begin

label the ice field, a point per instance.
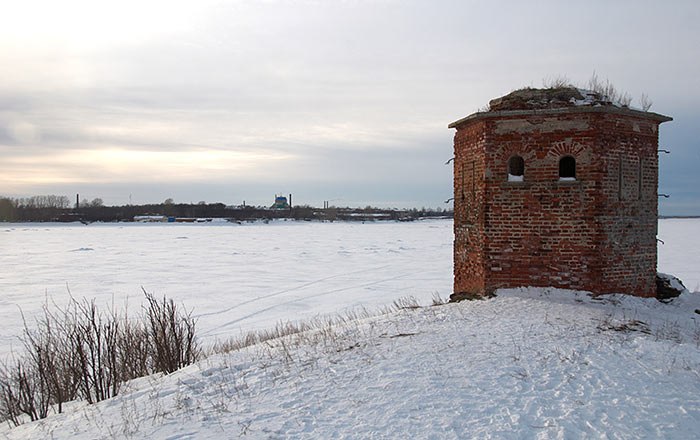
(241, 277)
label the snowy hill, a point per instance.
(530, 363)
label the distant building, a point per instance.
(280, 202)
(556, 187)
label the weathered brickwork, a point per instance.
(596, 232)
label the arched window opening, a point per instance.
(516, 169)
(567, 168)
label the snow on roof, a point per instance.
(529, 99)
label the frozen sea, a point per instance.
(241, 277)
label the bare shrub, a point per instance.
(407, 302)
(80, 352)
(172, 335)
(556, 82)
(22, 392)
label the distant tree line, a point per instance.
(52, 208)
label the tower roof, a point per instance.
(530, 101)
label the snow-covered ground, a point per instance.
(234, 277)
(531, 363)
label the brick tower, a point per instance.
(556, 187)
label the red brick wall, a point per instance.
(468, 201)
(597, 233)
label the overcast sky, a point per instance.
(342, 101)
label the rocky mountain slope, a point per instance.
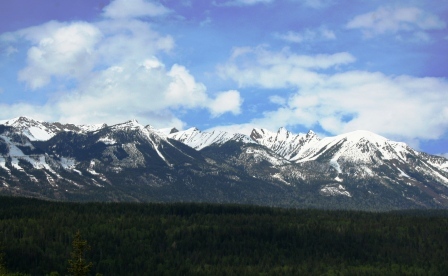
(131, 162)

end

Convert all of the entries above into a two-column CSV with the header instruction,points. Give one row for each line beginning with "label", putting that line and all of its points each in a single quoted field with line breaks replaced by spaces, and leave the pictures out.

instruction,points
"label the ice field, a point per instance.","(241, 277)"
"label the snowy hill, a point per instance.","(530, 363)"
"label the distant building, a point per instance.","(280, 202) (556, 187)"
"label the weathered brickwork, a point per instance.","(596, 232)"
"label the arched window opening, a point per instance.","(516, 169) (567, 168)"
"label the snow on roof, a point per instance.","(529, 99)"
"label the frozen sea, a point per instance.","(241, 277)"
"label the bare shrub, a point per instance.","(407, 302) (80, 352) (172, 335) (556, 82) (22, 392)"
"label the distant tree line, a point per instance.","(52, 208)"
"label the tower roof, a point per instance.","(530, 101)"
"label the snow-covered ground, a point per instance.","(234, 277) (531, 363)"
"label the brick tower, a point per instance.","(556, 187)"
"label the red brick wall, a point per instance.","(468, 201) (597, 233)"
"label the overcast sky, a point per instance.","(342, 101)"
"label the rocky mountain slope, a point per instance.","(131, 162)"